THE TASK |
In this exercise, reproduce all the entries that follow exactly.

ENTRIES SHOWN |
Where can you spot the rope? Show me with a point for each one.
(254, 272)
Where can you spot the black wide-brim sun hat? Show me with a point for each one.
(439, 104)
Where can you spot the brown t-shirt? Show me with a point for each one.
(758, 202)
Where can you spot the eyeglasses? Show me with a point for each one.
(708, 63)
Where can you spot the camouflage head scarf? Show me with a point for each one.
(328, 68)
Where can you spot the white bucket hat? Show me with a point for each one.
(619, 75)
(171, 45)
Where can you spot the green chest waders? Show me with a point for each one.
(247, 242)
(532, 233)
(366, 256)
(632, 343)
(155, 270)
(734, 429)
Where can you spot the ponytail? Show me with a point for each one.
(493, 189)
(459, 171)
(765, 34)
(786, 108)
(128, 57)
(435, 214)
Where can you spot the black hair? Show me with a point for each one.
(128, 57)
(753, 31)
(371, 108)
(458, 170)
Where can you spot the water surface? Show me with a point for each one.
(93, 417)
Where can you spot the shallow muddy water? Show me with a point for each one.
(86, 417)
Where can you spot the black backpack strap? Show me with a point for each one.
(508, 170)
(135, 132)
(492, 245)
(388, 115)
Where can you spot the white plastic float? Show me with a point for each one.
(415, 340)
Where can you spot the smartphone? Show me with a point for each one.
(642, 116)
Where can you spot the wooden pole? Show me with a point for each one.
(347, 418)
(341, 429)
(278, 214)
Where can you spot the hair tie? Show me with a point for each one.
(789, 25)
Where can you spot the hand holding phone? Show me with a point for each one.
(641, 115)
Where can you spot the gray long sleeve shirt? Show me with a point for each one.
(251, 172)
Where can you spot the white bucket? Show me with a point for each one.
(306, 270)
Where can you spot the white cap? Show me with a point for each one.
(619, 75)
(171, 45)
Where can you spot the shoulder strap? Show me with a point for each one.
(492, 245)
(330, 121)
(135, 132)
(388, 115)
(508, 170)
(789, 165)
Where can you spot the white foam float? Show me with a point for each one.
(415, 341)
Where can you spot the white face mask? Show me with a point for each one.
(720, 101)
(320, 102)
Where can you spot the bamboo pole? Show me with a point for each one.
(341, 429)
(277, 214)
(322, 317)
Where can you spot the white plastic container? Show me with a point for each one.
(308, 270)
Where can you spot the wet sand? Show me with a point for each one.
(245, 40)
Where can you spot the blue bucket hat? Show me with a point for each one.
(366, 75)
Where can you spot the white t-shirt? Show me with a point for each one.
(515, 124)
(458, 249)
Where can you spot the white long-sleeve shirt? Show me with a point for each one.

THE ANSWER |
Where can you spot the rope? Show me with a point for each one.
(254, 272)
Where can you spot the black wide-brim sun hat? Show me with a point for each one.
(439, 104)
Where can you spot the brown t-shirt? Show me with a point for each one.
(758, 202)
Where can you spot the eyeglasses? Show me with a point for each one.
(708, 63)
Where can you spot the camouflage head scarf? Show me with a point for each one.
(328, 68)
Where can you spot the white bucket hat? Show me with a point for each one.
(619, 75)
(171, 45)
Where can you spot the green chest waders? Show me with a point for each one.
(247, 242)
(532, 233)
(366, 256)
(632, 343)
(155, 270)
(734, 429)
Where can you spot the ponytail? Show me with a point for each one.
(493, 189)
(459, 171)
(765, 34)
(786, 108)
(128, 57)
(435, 214)
Where can you spot the black hair? Show me with a point for each one.
(128, 57)
(753, 31)
(371, 108)
(458, 170)
Where can you spot the water surface? Show me with a point for each one.
(93, 417)
Where can you spot the shallow muddy water? Show me with a point for each one.
(86, 417)
Where can you spot the black backpack strap? Show me with a point for each one.
(508, 170)
(135, 132)
(492, 245)
(388, 115)
Where can you spot the white plastic float? Show me with a point for each one.
(415, 340)
Where can you spot the smartphone? Show me with a point for each one.
(642, 116)
Where can you spot the wooden pole? Show me with a point for each one.
(347, 418)
(341, 429)
(278, 214)
Where can you spot the hair tie? Show me with a point for each one.
(789, 25)
Where can you spot the hand holding phone? Show me with a point for each one.
(641, 115)
Where can you spot the gray long sleeve shirt? Show me with a point for each one.
(251, 172)
Where can you spot the white bucket? Show me with a point for each one.
(306, 270)
Where can you spot the white cap? Show me with a point for each one.
(619, 75)
(171, 45)
Where can you spot the shoulder strap? Show me with a point for each one.
(492, 245)
(330, 121)
(135, 132)
(388, 115)
(508, 170)
(789, 165)
Where can you spot the white foam float? Show me with a point for each one.
(415, 341)
Where can you spot the white face mask? Show me with a point for each one.
(720, 101)
(320, 102)
Where can you spot the bamboo pole? Show me with a point for each one.
(341, 429)
(277, 214)
(322, 317)
Where can you spot the white plastic container? Show me with a point for each one.
(308, 270)
Where can you spot the wet sand? Show me with a point for each one.
(245, 40)
Where can you spot the blue bucket hat? Show me with a point for each one.
(366, 75)
Where can you spot the white t-shirt? Show me with a point for each one.
(515, 124)
(458, 249)
Where can you spot the white long-sleeve shirt? Show me with a point for each one.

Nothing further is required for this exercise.